• **Çözülecek Görevler**:
A. Mahkeme kararında dava tarihi olarak hangi tarih yer almaktadır?
B. Mahkeme kararını, son cümlesinden sonra kaldığı noktadan sürdürün.

• **Sağlanan Metin**:

Emsal Mahkeme Kararı Ankara 3. Fikri ve Sınaî Haklar Hukuk Mahkemesi 2021/241 E. 2022/360 K. 20.10.2022 T.

Görüntülediğiniz mahkeme kararı henüz kesinleşmemiştir. Yararlı olması amacıyla eklenmiştir.

T.C. ANKARA 3. FİKRİ VE SINAÎ HAKLAR HUKUK MAHKEMESİ
TÜRK MİLLETİ ADINA KARAR VERMEYE YETKİLİ
T.C.
ANKARA
3. FİKRİ VE SINAÎ HAKLAR HUKUK MAHKEMESİ
GEREKÇELİ KARAR

ESAS NO : 2021/241
KARAR NO : 2022/360

DAVA : Marka (Marka İle İlgili Kurum Kararlarının İptali)
DAVA TARİHİ : 17/08/2021
KARAR TARİHİ : 20/10/2022
GEREKÇELİ KARARIN
YAZILDIĞI TARİH : 20/10/2022
DAVA:
Davacı vekili 04/06/2021 harç tarihli dava dilekçesi ve duruşmadaki beyanlarıyla, müvekkilinin TÜRKPATENT nezdinde 2020/40938 sayılı “… medikal” ibareli marka başvurusunda bulunduğunu, başvurunun TÜRKPATENT resmi markalar bülteninde yayınlandığını; davalı şirketin 2018/61311, 2017/66652, 2013/68377, 2010/53757 sayılı ve “… şekil”, “…”, “… kotanıcals” ibareleri markalarını gerekçe göstererek yaptığı itirazın kısmen kabulüne karar verilerek başvurunun reddedildiğini, bu kısmi ret kararına karşı müvekkilin yeniden inceleme taleplerinin bu kez TÜRKPATENT … sayılı YİDK kararı ile nihai olarak reddine karar verildiğini, oysa davalının itiraz mesnet markaları ile iltibas tehlikesi oluşmadığı gibi davacının önceki tarihli markaları nedeni ile müktesep hakkının bulunduğunu belirterek, Türk Patent ve Marka Kurumu Yeniden İnceleme ve Değerlendirme Kurulu’nun … sayılı kararının iptale karar verilmesini talep ve dava etmiştir.

• **Gösterilen Bilgiler**:
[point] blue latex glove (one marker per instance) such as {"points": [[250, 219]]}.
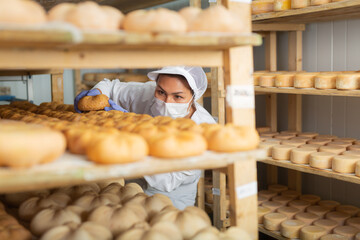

• **Alıştırma Yanıtları**:
A. 17/08/2021

B.
CEVAP:
Davalı TÜRKPATENT vekili cevap dilekçesinde özetle; alınan kurum kararının yerinde olduğunu beyan ederek, davanın reddine karar verilmesini talep etmiştir.
Davalı şirket vekili cevap dilekçesinde özetle: dava konusu kararın yerinde olduğunu; taraf markaları arasında iltibas tehlikesinin oluştuğunu; davalı şirketin markalarının tanınmış marka statüsünde olduğunu; davacının dava konusu marka başvurusunun davalının markaları ile neredeyse aynı olacak şekilde benzer olduğunu; marka başvurusunun kapsamından çıkarılan malların aynı olduğunu; müktesep hak koşullarının oluşmadığını beyan ederek, davanın reddine karar verilmesini talep etmiştir.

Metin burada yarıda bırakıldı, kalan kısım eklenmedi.